Material shown
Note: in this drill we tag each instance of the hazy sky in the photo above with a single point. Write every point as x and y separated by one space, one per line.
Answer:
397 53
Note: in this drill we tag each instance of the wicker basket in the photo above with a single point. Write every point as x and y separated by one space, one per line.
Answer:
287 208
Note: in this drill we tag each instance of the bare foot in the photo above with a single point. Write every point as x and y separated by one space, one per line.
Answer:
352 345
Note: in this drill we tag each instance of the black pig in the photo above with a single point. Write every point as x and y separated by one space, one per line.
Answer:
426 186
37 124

Task details
Reproduce the data above line for line, keeping every word, number, and line break unchanged.

Written response
Note: in this drill we tag each instance of the hazy sky in the photo above with a single point. Write every point as x and y separated by one space, one per line.
Answer:
397 53
Note: in this drill we tag each instance of the wicker basket in the photo above with a single point. Write every point as x and y separated by one space, one per line.
Answer:
287 208
Note: in this drill we tag each instance of the bare foot in the photo above with a single point. Write every point as x and y separated by one space, one per line.
Answer:
352 345
Note: in this drill we tag each instance of the black pig in the photo above with a single point. Write every point as x and y separated by one space, one per line.
Answer:
426 186
37 124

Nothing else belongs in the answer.